Start of QUOTED PASSAGE

A forgotten Irish song of emigration tells of a mother’s longing for her children who have gone so far away, is a big hit for Cherish the Ladies.
Irish music was the soundtrack to life for Joanie Madden growing up in the Bronx, N.Y. back in the 1970s. Her father, Joe Madden, from Portumna in East Galway, was an All-Ireland accordion champion, who headed a popular 13-piece band for years, playing weddings and county dances. Her mother was a traditional Irish set dancer from Miltown Malbay, County Clare.
“I was lucky – even if you didn’t want to hear it, or weren’t into it, you were learning Irish music by osmosis,” said Joanie in an interview with Irish America. She received her musical training on the tin whistle and the flute early in life and in a short time began winning awards. She was the first American to win the senior all-Ireland championship on the tin whistle in 1984, and since 1985 has been the central force behind Cherish the Ladies, the all-female traditional Irish music group, leading them to international acclaim.

End of QUOTED PASSAGE
Start of DATASET EXCERPTS

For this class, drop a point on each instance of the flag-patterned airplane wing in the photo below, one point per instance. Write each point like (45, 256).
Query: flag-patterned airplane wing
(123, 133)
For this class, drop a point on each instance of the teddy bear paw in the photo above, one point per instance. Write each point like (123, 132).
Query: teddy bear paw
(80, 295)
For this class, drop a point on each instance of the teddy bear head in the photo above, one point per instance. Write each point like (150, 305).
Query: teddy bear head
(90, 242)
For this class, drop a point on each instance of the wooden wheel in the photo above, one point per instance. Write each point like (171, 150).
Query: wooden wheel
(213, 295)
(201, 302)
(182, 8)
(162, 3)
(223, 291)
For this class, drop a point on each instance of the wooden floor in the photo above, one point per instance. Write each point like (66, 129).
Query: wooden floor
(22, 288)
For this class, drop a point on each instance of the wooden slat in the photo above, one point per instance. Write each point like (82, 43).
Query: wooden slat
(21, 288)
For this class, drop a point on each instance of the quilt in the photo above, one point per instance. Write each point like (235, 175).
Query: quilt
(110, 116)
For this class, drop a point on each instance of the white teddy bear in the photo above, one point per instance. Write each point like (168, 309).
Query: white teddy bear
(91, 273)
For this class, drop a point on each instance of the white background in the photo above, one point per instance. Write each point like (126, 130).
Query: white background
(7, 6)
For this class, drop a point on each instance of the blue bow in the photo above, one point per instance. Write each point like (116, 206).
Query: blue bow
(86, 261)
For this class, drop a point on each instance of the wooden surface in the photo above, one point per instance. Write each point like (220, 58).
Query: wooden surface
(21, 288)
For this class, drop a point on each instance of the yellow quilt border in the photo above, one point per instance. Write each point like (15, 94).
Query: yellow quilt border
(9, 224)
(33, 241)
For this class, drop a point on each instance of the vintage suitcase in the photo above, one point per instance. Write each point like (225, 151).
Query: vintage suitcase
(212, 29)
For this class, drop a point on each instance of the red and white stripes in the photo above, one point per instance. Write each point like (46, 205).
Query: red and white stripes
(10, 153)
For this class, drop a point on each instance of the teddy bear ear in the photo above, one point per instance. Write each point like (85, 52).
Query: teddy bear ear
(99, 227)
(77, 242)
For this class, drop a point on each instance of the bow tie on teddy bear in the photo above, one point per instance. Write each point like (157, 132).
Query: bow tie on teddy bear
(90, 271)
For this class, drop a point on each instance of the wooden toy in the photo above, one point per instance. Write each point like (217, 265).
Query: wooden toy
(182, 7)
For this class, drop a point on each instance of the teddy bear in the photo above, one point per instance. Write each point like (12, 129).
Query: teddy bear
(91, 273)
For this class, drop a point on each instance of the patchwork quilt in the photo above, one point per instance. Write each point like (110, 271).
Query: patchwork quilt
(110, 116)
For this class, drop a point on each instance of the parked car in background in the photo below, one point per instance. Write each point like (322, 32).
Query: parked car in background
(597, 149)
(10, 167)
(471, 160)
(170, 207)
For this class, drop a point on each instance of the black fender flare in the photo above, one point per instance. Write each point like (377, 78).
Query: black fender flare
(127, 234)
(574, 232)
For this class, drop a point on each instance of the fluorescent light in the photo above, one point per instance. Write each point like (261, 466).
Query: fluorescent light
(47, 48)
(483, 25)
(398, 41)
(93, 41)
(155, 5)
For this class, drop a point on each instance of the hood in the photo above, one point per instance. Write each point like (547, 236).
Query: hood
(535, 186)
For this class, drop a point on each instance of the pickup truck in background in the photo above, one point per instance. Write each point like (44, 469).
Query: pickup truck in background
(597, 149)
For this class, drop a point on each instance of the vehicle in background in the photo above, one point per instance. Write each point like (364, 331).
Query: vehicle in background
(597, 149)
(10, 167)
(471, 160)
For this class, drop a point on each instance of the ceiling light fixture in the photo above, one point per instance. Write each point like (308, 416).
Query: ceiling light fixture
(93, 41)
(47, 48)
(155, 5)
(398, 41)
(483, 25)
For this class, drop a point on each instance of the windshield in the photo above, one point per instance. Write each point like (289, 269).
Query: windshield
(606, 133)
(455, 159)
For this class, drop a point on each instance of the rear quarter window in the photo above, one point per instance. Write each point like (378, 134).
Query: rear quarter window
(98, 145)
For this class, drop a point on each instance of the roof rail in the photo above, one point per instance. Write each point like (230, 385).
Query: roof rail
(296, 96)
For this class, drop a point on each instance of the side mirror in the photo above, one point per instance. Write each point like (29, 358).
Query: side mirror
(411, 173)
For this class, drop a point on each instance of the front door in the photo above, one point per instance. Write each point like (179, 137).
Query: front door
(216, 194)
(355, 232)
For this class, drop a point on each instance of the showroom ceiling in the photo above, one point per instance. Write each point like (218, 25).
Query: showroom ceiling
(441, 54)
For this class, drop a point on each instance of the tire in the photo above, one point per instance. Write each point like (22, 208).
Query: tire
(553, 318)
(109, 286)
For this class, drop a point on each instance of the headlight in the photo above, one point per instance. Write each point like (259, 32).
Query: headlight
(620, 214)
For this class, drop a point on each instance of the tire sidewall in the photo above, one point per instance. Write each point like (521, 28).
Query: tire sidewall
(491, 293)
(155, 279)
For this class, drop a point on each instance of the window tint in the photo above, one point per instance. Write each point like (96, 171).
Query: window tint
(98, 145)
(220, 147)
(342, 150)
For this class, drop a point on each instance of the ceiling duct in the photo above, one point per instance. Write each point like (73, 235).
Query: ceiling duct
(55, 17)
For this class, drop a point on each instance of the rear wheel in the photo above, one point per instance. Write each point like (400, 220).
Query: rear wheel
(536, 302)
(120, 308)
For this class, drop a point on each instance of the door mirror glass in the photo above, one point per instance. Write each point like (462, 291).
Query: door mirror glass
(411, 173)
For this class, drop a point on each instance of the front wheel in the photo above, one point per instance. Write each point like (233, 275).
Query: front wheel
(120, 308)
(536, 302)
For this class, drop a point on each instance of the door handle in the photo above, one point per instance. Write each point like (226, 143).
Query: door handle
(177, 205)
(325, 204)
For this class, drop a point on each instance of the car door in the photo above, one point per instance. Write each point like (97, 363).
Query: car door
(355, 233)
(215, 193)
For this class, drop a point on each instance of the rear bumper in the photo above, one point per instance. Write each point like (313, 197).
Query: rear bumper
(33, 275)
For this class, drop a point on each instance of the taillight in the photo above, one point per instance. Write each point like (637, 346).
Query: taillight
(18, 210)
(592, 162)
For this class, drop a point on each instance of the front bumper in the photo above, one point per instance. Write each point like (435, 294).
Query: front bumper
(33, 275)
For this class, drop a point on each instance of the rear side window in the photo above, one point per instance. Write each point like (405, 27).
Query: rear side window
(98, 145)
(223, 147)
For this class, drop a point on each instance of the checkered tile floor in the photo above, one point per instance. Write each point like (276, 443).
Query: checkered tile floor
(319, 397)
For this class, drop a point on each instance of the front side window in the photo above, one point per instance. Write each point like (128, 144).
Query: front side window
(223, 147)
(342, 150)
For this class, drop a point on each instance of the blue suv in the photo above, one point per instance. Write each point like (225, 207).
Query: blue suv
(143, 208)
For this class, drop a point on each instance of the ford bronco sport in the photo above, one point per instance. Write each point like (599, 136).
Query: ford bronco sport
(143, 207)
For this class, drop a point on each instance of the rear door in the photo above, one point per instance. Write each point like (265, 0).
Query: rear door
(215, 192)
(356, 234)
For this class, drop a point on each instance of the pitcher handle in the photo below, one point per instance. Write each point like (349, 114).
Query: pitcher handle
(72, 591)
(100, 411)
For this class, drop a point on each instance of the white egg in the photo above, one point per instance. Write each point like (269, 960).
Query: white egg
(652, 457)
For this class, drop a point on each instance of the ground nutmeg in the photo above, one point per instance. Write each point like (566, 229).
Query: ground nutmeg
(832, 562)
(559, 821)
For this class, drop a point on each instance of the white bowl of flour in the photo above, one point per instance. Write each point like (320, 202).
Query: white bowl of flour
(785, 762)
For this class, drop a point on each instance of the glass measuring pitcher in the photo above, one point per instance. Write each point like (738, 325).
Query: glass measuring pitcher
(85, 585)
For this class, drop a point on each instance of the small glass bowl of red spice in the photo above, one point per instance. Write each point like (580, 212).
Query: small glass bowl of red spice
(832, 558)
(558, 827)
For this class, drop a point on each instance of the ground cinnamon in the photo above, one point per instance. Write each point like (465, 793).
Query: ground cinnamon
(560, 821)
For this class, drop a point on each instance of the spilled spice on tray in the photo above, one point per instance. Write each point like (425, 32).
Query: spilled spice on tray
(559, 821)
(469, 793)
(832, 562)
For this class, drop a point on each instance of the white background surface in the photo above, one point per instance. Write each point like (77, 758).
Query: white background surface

End of DATASET EXCERPTS

◆ **WORK INSTRUCTIONS**:
• 1. Revise the Joanie Madden article from "A forgotten Irish" up to and including "Malbay, County Clare.", putting "fiddle" in place of "accordion".
• 2. Continue the article about Joanie Madden and Cherish the Ladies, starting after its last sentence.

◆ **WRITTEN ANSWERS**:
• 1.
A forgotten Irish song of emigration tells of a mother’s longing for her children who have gone so far away, is a big hit for Cherish the Ladies.
Irish music was the soundtrack to life for Joanie Madden growing up in the Bronx, N.Y. back in the 1970s. Her father, Joe Madden, from Portumna in East Galway, was an All-Ireland fiddle champion, who headed a popular 13-piece band for years, playing weddings and county dances. Her mother was a traditional Irish set dancer from Miltown Malbay, County Clare.

• 2.
The group has produced 17 albums to date. In addition, Joanie is the top-selling whistle player in history, having sold over 500,000 solo albums, and she is in high demand as a studio musician and has performed on over 100 albums, running the gamut from Pete Seeger to Sinead O’Connor. She is also a gifted composer, and many of her tunes have become standards in traditional music circles.
To celebrate the group’s 30th anniversary in 2015, Cherish the Ladies went on a year-long tour – with sold-out concerts across the U.S. and Ireland, including at such venues as the legendary Beacon Theatre in New York City, where they played November 27, the day after Thanksgiving. Somehow they also found the time to rehearse and record a Christmas album. The group’s first album to be recorded in Ireland, it features old standards such as “Come All Ye Faithful,” and “Hark the Herald Angels Sing,” but also a beautiful rendition of “Christmas Letter,” a poignant poem that Joanie set to music, and a recitation of another poem, “An Irish Christmas.”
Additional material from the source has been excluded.